Excerpts from a dataset
^^^^^^^^^^^^^^^^

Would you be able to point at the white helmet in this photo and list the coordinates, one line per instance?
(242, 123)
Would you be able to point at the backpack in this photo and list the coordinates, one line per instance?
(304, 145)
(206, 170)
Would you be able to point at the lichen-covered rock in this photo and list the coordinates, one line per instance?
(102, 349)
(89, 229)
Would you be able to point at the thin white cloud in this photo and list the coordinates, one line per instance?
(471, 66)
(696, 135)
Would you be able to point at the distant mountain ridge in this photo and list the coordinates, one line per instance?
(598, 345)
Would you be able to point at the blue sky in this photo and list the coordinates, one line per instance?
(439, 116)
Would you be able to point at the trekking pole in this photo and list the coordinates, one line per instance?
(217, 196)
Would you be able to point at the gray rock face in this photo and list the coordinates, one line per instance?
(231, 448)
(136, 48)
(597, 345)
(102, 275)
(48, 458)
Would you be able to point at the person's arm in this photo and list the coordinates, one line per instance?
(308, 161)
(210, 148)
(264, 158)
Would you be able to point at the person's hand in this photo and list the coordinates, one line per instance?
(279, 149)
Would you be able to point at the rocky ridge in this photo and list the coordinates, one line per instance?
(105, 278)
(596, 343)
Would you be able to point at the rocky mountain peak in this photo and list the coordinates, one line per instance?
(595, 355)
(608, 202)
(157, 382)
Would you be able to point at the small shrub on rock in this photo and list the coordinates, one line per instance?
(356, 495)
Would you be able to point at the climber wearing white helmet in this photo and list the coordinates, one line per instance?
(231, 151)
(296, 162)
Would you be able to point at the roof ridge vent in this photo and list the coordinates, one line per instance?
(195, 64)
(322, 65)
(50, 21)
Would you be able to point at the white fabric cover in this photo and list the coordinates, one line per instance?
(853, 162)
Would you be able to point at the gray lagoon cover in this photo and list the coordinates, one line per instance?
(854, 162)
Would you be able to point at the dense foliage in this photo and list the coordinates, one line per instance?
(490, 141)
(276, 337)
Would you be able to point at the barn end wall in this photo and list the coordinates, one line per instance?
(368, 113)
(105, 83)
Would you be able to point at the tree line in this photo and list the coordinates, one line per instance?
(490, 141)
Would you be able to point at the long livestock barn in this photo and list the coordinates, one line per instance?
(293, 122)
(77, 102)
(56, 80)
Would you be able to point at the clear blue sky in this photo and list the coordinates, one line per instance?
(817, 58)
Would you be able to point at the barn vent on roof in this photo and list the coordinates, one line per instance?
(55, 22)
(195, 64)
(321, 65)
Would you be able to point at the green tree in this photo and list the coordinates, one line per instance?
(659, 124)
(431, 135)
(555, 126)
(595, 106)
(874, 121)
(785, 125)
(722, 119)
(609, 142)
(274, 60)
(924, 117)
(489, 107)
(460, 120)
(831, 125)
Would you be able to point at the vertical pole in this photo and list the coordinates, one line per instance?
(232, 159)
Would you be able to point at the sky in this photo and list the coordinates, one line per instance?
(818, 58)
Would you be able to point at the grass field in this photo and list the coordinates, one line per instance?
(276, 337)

^^^^^^^^^^^^^^^^

**WHAT YOU HAVE TO DO:** Say each line again exactly as it appears above.

**RESPONSE AREA:**
Would you be able to point at the white helmet in this photo and list the coordinates, one line per instance?
(242, 123)
Would you be able to point at the backpack in this photo and list the coordinates, one line per instance?
(304, 145)
(206, 170)
Would you be able to point at the lichen-covered rock in this photo and list the coordinates, one line per instance?
(102, 349)
(89, 229)
Would you be able to point at the thin white cloud in this photo and list the coordinates, one line per instance?
(471, 66)
(696, 135)
Would you be able to point at the distant mountain ridge in this photo and list the coordinates, one line per instance?
(598, 345)
Would you be able to point at the blue sky in this photo and list the coordinates, one line per instance?
(439, 116)
Would you be able to point at the trekking pole in this photo and list the coordinates, one line per instance?
(217, 196)
Would you be able to point at the gray rock face in this photo and list the coordinates, one line per instance?
(231, 448)
(136, 48)
(597, 345)
(102, 275)
(48, 458)
Would you be able to point at the person's arm in this photo and list the coordinates, one line per instance?
(308, 161)
(210, 148)
(264, 158)
Would you be able to point at the person's hand in this photo and list the coordinates, one line per instance?
(279, 149)
Would you be able to point at the rocky ridge in this photo and list the coordinates, one line per instance?
(105, 278)
(596, 343)
Would you be able to point at the rocky mountain peak in this photo and list the coordinates, one line per instance?
(595, 355)
(608, 202)
(157, 382)
Would you be able to point at the small shrub on rock in this photo and list the coordinates, one line per instance?
(356, 495)
Would you be able to point at the climber wearing white helmet in this photo and list the coordinates, one line per instance?
(231, 151)
(296, 162)
Would you be able to point at the roof ridge vent in this photo and list the coordinates, one line per instance?
(195, 64)
(322, 65)
(50, 21)
Would you be able to point at the white fabric cover in this photo and list the coordinates, one line per instance?
(853, 162)
Would you be able to point at the gray lagoon cover in this photo and list the coordinates, one line per instance?
(854, 162)
Would you be able to point at the dense foliage in this photo and list the coordinates, one line per instance?
(490, 141)
(276, 337)
Would you be able to point at the barn end wall in this photo and list the coordinates, one line per instance?
(368, 113)
(105, 83)
Would you be able to point at the tree line in this photo and list the coordinates, one line per instance?
(490, 141)
Would you be able to point at the long livestock barn in this photo and list the coordinates, one line per instance?
(293, 122)
(77, 102)
(56, 80)
Would you be able to point at the clear blue sky in this photo and list the coordinates, one line per instance?
(817, 58)
Would you be able to point at the barn vent on roof in this photo and list the coordinates, one line per instance?
(55, 22)
(195, 64)
(321, 65)
Would you be able to point at the green tree in this photo and list the coordinates, one line per instance?
(659, 124)
(431, 135)
(555, 126)
(595, 106)
(874, 121)
(785, 125)
(722, 119)
(609, 142)
(274, 60)
(924, 117)
(489, 107)
(460, 120)
(831, 125)
Would you be able to point at the vertical pole in this photo and list the coordinates, one line per instance?
(232, 159)
Would you be able to point at the sky in this photo and list the coordinates, one line per instance?
(818, 58)
Would you be able to point at the grass field in this photo and list the coordinates, one line per instance?
(276, 337)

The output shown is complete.